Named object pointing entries
»»

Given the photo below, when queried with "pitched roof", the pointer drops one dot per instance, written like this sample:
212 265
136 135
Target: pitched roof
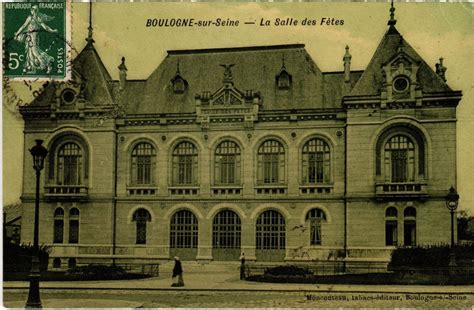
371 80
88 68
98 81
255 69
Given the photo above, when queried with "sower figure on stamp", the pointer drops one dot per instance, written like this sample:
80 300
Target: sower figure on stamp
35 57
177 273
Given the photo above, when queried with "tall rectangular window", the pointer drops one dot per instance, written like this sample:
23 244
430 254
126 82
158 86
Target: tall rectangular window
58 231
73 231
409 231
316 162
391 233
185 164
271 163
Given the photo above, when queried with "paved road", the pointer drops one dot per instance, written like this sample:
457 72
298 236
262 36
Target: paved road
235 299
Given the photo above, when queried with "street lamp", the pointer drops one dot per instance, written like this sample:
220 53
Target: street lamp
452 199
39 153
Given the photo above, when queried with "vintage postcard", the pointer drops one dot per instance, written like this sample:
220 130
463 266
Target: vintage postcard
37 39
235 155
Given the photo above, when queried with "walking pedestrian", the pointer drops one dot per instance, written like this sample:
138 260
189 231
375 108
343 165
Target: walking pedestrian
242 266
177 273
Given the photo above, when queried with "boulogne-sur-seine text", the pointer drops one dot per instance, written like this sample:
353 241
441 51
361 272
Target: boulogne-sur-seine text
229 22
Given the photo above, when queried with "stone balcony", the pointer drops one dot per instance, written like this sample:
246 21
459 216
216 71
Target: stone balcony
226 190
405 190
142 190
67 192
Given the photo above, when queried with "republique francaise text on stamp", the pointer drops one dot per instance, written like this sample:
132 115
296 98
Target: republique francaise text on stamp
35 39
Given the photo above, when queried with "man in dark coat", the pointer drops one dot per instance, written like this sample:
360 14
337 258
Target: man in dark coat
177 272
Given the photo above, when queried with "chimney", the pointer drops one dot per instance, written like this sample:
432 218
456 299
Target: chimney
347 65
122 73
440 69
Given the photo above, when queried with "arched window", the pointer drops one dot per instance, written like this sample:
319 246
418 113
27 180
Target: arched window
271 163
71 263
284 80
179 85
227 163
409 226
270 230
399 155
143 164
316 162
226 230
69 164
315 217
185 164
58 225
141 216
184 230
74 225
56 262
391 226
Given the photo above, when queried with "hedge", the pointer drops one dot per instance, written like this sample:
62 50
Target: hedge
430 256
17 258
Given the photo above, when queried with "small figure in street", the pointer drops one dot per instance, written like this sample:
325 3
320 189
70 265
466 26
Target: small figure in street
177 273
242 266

««
»»

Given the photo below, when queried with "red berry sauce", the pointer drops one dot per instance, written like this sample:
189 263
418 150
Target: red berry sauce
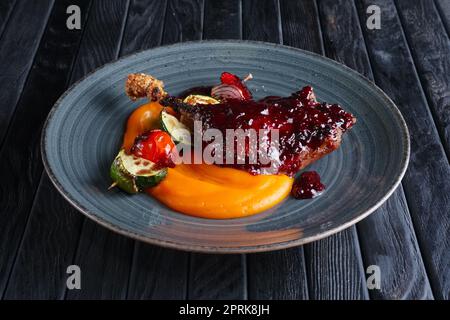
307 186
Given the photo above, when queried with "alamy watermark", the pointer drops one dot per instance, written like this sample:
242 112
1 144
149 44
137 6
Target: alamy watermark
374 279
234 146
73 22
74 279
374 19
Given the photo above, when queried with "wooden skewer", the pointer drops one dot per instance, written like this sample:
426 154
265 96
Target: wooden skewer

««

§ Task description:
Pull out every line of the records that contains the word "hedge", matching case exactly.

§ Result of the exercise:
Given the photo above, when queried with "hedge", the pointer drops one dot per instance, written like this sample:
Target: hedge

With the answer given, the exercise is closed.